=== Supplied text ===

The Arcadians prospered on Paros for centuries. By the 8th Century BCE, Paros had become a maritime power, trading with the Phoenicians and even expanding its colonies to nearby islands. The primary source of wealth on Paros was its marble. The high-quality, semi-transparent marble was prized across the Mediterranean for the production of statues and temples. Masterpieces such as the Temple of Apollo, and the statue Venus de Milo are formed from Parian marble. Today, the ancient quarries remain but are owned by the state, and used only for archeological restorations.
In the 4th Century BCE, Paros fell under the control of the Macedonian Empire, then to the Romans, and eventually to the Byzantine Empire. During the Byzantine period many churches and monasteries were constructed, including the Church of Ekatontapiliani. located in the heart of Parikia. It is believed to have been built on the orders of Saint Helena, the mother of Constantine the Great. Columns from an earlier temple on the site are visible through glass panels placed in the floor of the church. The "Church of the Hundred Doors" is said to be a place of miracles; though legend has it that there are one hundred doors, only 99 are said to be countable.

===

*Required work*:
1: Based on the passage on Paros, decide whether each statement agrees with it: (a) By the 8th Century BCE, Paros traded with the Phoenicians. (b) The ancient marble quarries are privately owned today. (c) Columns from an earlier temple can be seen through glass panels in the church floor. Answer yes or no for each and quote the deciding words.
2: Retype everything in the passage on Paros from "The Arcadians prospered" down to "for archeological restorations.".
3: Continue the passage on the history of Paros from where it stops.
The lines below come from a different source than the passage on Paros.

=== Available data ===

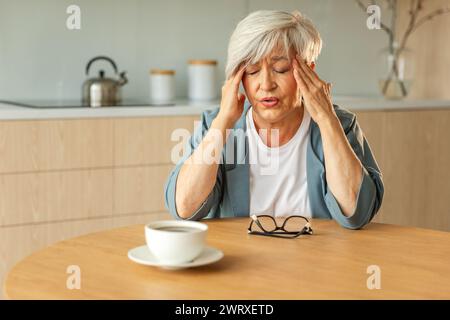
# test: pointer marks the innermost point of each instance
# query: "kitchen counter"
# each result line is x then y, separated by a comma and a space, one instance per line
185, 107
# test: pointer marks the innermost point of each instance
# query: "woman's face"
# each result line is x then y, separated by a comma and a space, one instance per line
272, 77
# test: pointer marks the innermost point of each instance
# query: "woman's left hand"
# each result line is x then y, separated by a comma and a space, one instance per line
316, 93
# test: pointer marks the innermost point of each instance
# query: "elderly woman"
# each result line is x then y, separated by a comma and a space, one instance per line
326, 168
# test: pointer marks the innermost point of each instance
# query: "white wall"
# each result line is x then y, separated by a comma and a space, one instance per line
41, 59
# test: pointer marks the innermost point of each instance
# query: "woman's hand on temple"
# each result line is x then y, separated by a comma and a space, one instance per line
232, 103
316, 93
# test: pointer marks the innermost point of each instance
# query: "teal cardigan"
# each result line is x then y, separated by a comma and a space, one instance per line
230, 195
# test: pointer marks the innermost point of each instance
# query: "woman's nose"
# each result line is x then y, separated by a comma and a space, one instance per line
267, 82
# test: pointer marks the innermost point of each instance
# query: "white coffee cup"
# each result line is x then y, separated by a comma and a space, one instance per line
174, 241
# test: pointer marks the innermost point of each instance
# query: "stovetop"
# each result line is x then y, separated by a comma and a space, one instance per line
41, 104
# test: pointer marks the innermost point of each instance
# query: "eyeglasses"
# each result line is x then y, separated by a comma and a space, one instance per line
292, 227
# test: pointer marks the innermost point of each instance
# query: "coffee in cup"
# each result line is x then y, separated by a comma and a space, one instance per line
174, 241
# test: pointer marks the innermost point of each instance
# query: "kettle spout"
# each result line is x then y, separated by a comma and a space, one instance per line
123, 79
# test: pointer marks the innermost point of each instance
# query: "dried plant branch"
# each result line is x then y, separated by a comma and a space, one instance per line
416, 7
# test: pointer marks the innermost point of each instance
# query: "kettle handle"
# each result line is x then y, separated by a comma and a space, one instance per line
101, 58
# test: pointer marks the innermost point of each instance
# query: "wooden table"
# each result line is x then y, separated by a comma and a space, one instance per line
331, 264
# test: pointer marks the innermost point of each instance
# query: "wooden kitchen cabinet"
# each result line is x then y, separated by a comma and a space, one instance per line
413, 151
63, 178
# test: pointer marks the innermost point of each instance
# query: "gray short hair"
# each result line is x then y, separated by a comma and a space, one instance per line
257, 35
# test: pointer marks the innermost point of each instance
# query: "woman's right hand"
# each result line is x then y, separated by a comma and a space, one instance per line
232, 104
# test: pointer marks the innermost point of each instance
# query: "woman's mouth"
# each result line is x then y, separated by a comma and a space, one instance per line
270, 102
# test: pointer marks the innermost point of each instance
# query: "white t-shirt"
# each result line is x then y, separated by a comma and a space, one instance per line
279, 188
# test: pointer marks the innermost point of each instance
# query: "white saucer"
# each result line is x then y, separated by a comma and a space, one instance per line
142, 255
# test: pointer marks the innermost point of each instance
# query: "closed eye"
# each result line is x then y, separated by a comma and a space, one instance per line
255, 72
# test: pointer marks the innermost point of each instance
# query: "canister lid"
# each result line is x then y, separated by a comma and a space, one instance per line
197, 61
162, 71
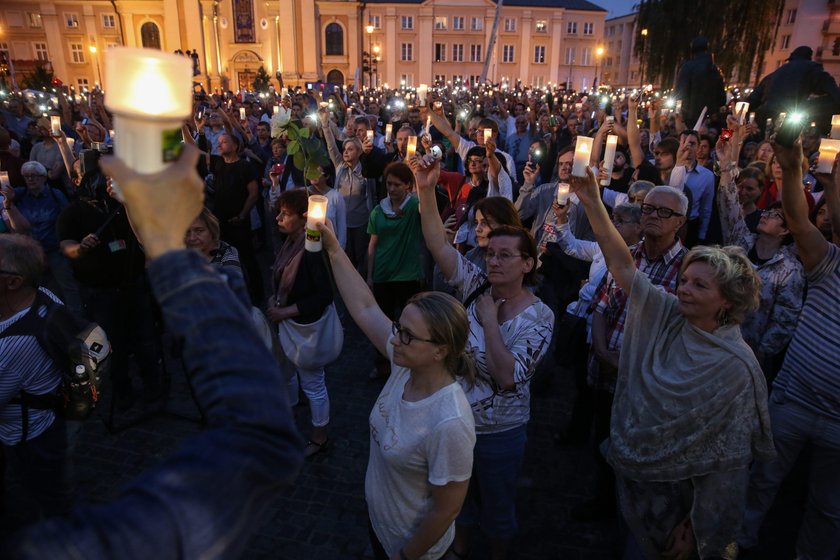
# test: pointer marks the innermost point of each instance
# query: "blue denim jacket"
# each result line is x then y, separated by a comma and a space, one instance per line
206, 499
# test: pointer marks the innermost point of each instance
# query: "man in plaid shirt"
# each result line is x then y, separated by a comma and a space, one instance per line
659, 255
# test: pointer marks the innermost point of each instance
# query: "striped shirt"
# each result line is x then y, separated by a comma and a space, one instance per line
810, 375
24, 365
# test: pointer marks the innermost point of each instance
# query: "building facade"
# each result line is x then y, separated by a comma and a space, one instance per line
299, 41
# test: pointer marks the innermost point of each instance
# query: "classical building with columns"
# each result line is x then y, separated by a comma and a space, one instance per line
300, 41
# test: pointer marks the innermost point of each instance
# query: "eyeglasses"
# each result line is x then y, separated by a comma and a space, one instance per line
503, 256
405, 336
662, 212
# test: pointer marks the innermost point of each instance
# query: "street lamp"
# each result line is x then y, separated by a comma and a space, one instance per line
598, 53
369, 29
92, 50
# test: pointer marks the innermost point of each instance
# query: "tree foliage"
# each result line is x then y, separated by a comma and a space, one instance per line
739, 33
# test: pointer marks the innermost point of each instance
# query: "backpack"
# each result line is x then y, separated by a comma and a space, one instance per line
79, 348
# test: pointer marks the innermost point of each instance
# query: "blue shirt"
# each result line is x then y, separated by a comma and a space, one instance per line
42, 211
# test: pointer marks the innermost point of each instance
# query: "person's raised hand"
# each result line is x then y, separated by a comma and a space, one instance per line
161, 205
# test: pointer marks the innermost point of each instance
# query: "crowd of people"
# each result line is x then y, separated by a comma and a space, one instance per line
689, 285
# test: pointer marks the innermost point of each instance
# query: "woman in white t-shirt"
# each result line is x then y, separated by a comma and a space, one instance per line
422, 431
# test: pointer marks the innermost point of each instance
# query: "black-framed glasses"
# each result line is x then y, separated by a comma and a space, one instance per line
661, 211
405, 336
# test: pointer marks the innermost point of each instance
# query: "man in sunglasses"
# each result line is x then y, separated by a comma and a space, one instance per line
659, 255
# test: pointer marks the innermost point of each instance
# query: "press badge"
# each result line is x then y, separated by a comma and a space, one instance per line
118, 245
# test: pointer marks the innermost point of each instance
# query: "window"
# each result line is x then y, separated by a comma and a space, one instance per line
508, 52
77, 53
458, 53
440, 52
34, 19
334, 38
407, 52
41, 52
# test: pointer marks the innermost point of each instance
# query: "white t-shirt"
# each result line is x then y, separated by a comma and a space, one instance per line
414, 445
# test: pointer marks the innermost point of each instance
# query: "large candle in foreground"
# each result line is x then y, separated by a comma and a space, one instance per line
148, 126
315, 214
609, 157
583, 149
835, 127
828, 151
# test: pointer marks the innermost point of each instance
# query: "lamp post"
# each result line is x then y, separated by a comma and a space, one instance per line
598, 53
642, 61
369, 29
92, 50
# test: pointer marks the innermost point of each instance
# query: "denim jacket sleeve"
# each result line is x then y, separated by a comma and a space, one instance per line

===

*Answers to each task*:
1:
(a) Yes: "By the 8th Century BCE, Paros had become a maritime power, trading with the Phoenicians"
(b) No: "the ancient quarries remain but are owned by the state"
(c) Yes: "Columns from an earlier temple on the site are visible through glass panels placed in the floor of the church."

2:
The Arcadians prospered on Paros for centuries. By the 8th Century BCE, Paros had become a maritime power, trading with the Phoenicians and even expanding its colonies to nearby islands. The primary source of wealth on Paros was its marble. The high-quality, semi-transparent marble was prized across the Mediterranean for the production of statues and temples. Masterpieces such as the Temple of Apollo, and the statue Venus de Milo are formed from Parian marble. Today, the ancient quarries remain but are owned by the state, and used only for archeological restorations.

3:
In more recent times, Paros and Antiparos have welcomed many celebrities as residents. Tom Hanks and Rita Wilson have a home on Antiparos. Both islands are popular yachting destinations as well.
During the Crusades of the 13th Century the Byzantine Empire lost control over the region, allowing Paros fall under Venetian rule. Like the areas around it, Paros also succumbed to the Ottoman Empire in the 16th Century. Paros remained under Ottoman control, like the rest of Greece, until 1821 when freedom was gained during the Greek War of Independence.